[Start of section]

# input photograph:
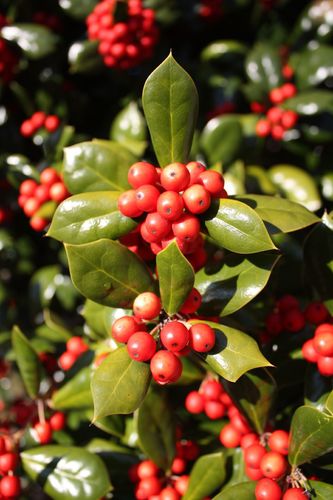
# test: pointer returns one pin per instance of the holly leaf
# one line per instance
(281, 215)
(254, 394)
(119, 384)
(89, 217)
(176, 278)
(234, 352)
(311, 435)
(108, 273)
(170, 104)
(239, 280)
(67, 472)
(28, 362)
(96, 166)
(238, 228)
(207, 474)
(156, 428)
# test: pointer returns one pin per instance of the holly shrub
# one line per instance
(166, 249)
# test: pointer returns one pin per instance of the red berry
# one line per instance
(127, 204)
(142, 173)
(124, 327)
(141, 346)
(147, 305)
(273, 465)
(146, 197)
(165, 367)
(175, 177)
(267, 489)
(279, 441)
(196, 199)
(194, 402)
(202, 337)
(170, 205)
(174, 336)
(230, 437)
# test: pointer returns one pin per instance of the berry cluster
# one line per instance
(151, 482)
(277, 120)
(319, 349)
(33, 195)
(43, 430)
(172, 198)
(127, 43)
(75, 347)
(38, 121)
(175, 337)
(10, 486)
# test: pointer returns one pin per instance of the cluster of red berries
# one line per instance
(8, 60)
(75, 347)
(175, 337)
(38, 121)
(127, 43)
(150, 481)
(210, 399)
(43, 430)
(278, 120)
(32, 195)
(10, 486)
(172, 198)
(319, 349)
(288, 316)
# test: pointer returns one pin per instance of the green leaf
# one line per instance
(238, 228)
(34, 40)
(311, 435)
(281, 215)
(89, 217)
(119, 384)
(129, 129)
(263, 66)
(157, 430)
(28, 362)
(75, 393)
(221, 139)
(241, 491)
(254, 394)
(207, 474)
(296, 185)
(176, 278)
(234, 353)
(170, 103)
(67, 472)
(108, 273)
(239, 280)
(95, 166)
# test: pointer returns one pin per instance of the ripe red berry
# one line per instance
(142, 173)
(127, 204)
(197, 199)
(124, 327)
(58, 421)
(194, 402)
(170, 205)
(146, 198)
(147, 305)
(174, 336)
(141, 346)
(165, 367)
(267, 489)
(230, 437)
(279, 441)
(273, 465)
(175, 177)
(202, 337)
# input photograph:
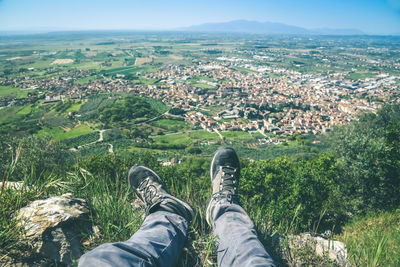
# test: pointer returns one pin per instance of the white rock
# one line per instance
(53, 227)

[End of section]

Required action ▸ When you restate the listing, keep every word as it is and drop the pictures.

Solution to this problem ▸
# input photograph:
# test: pointer returns one pin per instance of the holly leaf
# one line per instance
(281, 215)
(254, 394)
(119, 384)
(89, 217)
(176, 278)
(234, 352)
(311, 435)
(108, 273)
(170, 104)
(239, 280)
(67, 472)
(28, 362)
(96, 166)
(238, 228)
(207, 474)
(156, 428)
# test: pointer returns one pin per instance of the holly shrub
# one line per instance
(166, 249)
# test: pointer returns one pin per instance of the red berry
# one line per instance
(127, 204)
(142, 173)
(124, 327)
(141, 346)
(147, 305)
(273, 465)
(146, 197)
(165, 367)
(175, 177)
(267, 489)
(279, 441)
(196, 199)
(194, 402)
(202, 337)
(170, 205)
(174, 336)
(230, 437)
# test: pointer returns one pin per instance of the berry cluster
# one line per instance
(151, 482)
(277, 120)
(319, 349)
(33, 195)
(43, 430)
(172, 198)
(127, 43)
(75, 347)
(38, 121)
(175, 337)
(10, 486)
# test: pointer returns one pin per instance of the cluster of red berries
# one line per instance
(8, 60)
(75, 347)
(175, 337)
(38, 121)
(127, 43)
(150, 481)
(210, 399)
(43, 430)
(278, 120)
(32, 195)
(10, 486)
(172, 198)
(319, 349)
(288, 316)
# test: pointer returns one pin per instance of the green leaf
# one line per instance
(238, 228)
(34, 40)
(311, 435)
(281, 215)
(89, 217)
(119, 384)
(129, 129)
(263, 66)
(157, 430)
(28, 362)
(75, 393)
(221, 139)
(241, 491)
(254, 394)
(207, 474)
(296, 185)
(176, 278)
(234, 353)
(170, 103)
(67, 472)
(108, 273)
(239, 280)
(95, 166)
# test: pointer returns one pin per instance of the ripe red berry
# one line per instance
(142, 173)
(127, 204)
(197, 199)
(124, 327)
(58, 421)
(194, 402)
(170, 205)
(146, 198)
(147, 305)
(174, 336)
(141, 346)
(165, 367)
(267, 489)
(230, 437)
(279, 441)
(273, 465)
(175, 177)
(202, 337)
# input photograph:
# test: pointer returns one pin per instance of the white rock
# one line per instance
(53, 227)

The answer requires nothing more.